### Records shown
+ + +

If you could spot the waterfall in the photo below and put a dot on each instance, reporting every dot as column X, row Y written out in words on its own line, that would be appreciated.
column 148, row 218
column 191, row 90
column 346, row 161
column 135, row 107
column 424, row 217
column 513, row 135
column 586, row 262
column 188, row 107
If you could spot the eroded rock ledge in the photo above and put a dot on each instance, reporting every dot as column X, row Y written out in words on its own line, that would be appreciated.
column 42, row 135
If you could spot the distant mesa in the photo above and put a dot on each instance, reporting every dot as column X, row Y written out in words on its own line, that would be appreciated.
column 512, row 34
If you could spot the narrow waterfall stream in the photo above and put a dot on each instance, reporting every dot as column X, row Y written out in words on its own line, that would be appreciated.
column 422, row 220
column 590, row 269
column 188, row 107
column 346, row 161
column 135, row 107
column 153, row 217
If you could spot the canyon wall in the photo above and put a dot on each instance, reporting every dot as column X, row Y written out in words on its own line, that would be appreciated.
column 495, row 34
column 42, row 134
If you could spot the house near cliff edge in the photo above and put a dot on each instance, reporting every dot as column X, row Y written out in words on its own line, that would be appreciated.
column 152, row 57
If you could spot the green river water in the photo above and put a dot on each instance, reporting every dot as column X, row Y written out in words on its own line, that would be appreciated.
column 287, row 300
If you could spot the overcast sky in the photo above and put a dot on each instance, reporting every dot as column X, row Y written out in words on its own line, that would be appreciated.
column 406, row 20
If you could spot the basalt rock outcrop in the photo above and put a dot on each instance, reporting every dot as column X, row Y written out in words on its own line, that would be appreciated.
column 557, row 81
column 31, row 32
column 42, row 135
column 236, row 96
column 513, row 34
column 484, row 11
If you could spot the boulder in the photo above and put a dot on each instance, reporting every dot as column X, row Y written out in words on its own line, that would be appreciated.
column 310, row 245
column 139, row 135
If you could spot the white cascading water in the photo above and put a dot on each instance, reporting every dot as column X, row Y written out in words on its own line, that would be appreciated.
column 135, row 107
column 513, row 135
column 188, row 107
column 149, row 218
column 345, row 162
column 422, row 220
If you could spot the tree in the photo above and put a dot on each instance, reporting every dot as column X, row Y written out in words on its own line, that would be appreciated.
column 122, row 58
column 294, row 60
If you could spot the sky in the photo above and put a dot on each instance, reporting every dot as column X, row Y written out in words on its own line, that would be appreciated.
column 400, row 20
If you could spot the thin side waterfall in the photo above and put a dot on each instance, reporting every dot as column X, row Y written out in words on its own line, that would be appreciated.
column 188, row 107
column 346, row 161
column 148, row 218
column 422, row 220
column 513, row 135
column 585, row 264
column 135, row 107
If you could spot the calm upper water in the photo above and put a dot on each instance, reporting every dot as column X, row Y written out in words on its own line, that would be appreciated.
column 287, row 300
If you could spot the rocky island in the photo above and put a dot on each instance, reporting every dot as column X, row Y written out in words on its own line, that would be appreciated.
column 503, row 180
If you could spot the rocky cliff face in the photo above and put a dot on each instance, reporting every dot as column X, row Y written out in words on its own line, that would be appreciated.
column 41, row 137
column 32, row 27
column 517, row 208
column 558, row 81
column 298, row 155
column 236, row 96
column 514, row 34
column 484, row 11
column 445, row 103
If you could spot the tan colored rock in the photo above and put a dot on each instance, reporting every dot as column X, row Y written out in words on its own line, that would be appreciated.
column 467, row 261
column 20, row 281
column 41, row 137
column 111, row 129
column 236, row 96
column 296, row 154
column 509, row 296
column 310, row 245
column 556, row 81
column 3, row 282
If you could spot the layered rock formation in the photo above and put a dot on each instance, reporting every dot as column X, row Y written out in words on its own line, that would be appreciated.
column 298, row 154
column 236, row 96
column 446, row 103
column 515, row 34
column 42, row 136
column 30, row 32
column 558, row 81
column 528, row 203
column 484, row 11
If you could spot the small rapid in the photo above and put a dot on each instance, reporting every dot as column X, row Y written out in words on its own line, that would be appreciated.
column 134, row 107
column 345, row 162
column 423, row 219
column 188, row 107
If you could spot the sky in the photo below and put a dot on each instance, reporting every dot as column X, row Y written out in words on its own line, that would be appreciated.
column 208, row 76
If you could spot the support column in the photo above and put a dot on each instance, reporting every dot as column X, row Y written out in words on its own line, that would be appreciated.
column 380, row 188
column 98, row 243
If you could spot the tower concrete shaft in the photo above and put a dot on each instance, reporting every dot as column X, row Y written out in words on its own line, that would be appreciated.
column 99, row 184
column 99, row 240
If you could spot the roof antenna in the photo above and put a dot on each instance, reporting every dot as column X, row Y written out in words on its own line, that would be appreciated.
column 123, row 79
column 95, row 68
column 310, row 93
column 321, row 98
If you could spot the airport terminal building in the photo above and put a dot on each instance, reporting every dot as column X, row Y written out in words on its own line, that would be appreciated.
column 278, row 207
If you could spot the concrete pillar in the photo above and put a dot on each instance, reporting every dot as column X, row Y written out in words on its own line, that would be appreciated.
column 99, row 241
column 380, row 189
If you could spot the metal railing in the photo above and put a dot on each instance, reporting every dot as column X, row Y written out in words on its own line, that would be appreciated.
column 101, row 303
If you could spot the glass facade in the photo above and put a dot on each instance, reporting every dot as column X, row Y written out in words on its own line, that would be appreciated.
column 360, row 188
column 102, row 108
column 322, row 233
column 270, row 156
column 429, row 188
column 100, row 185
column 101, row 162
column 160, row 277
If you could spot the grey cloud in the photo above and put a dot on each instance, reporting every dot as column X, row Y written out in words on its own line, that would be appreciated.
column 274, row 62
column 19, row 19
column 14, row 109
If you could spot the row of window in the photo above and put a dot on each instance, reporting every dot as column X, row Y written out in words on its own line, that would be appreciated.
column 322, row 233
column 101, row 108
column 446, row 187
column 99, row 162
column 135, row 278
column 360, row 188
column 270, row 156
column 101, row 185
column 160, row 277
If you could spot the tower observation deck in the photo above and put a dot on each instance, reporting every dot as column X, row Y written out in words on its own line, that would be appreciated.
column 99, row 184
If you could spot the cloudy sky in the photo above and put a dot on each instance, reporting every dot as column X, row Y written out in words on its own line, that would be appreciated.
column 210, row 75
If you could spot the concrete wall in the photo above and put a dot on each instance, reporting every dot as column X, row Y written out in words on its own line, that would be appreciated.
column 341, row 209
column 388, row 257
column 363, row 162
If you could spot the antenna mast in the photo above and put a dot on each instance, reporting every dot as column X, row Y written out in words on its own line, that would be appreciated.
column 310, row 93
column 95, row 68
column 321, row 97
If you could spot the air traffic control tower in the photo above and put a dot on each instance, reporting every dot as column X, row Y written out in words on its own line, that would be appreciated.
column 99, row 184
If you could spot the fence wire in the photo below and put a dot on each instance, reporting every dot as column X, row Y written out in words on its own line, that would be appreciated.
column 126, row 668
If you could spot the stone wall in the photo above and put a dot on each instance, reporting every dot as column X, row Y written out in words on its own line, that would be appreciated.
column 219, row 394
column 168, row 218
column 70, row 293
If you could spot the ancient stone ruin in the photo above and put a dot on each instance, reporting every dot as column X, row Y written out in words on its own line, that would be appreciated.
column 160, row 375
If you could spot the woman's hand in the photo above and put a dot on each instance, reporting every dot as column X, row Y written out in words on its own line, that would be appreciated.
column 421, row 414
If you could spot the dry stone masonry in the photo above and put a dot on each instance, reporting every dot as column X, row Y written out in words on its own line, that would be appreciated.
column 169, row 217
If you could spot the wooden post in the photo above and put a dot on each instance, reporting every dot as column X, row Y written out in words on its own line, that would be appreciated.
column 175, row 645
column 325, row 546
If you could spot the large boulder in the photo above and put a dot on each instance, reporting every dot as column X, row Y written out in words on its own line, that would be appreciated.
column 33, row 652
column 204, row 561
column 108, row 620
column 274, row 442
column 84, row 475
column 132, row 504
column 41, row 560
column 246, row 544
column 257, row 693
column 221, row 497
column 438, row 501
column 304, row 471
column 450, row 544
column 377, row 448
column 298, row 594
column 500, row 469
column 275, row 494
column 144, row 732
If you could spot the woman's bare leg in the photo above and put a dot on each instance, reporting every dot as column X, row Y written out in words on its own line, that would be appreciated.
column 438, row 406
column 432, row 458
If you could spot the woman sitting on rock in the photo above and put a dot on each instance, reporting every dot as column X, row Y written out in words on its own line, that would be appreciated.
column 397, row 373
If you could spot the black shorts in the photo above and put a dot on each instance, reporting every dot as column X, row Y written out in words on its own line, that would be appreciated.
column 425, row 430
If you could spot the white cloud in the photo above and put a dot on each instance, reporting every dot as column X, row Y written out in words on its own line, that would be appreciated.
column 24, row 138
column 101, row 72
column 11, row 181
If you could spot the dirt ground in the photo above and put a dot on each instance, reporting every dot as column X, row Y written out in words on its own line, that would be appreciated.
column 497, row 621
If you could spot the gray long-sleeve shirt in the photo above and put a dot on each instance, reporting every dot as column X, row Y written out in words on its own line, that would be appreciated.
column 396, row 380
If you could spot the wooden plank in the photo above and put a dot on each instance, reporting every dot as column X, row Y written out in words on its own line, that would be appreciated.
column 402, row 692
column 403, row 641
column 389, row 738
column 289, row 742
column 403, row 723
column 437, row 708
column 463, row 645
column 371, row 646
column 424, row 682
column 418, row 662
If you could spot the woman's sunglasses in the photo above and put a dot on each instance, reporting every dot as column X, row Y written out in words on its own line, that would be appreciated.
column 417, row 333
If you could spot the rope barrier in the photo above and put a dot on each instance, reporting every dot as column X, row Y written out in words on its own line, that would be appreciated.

+ + +

### Problem to work on
After locating the line that contains "If you could spot the white cloud", output it and the remaining lines of the material above, exactly as they read.

### Solution to the exercise
If you could spot the white cloud in the photo above and put a dot on each instance, reporting every dot as column X, row Y written out in words on its own line, that would be appreciated.
column 24, row 138
column 101, row 72
column 11, row 181
If you could spot the dirt ground in the photo above and put a dot on each instance, reporting every dot as column X, row Y written out in words on its own line, that would be appreciated.
column 497, row 621
If you could spot the gray long-sleeve shirt in the photo above and put a dot on each instance, reporting every dot as column X, row Y written out in words on its own line, that would be appreciated.
column 396, row 380
If you could spot the wooden plank in the photo above and put a dot on each instance, reporting every dot as column X, row Y written out in words on its own line, that would be appreciated.
column 402, row 692
column 403, row 641
column 389, row 738
column 289, row 742
column 403, row 723
column 437, row 708
column 463, row 645
column 371, row 646
column 424, row 682
column 418, row 662
If you could spot the woman's sunglasses in the photo above and put a dot on each instance, reporting every dot as column X, row Y written out in words on its own line, that would be appreciated.
column 417, row 333
If you could spot the rope barrier in the photo above and put a dot on each instance, reporting every dot as column X, row Y written out in words on its own line, that would be appreciated.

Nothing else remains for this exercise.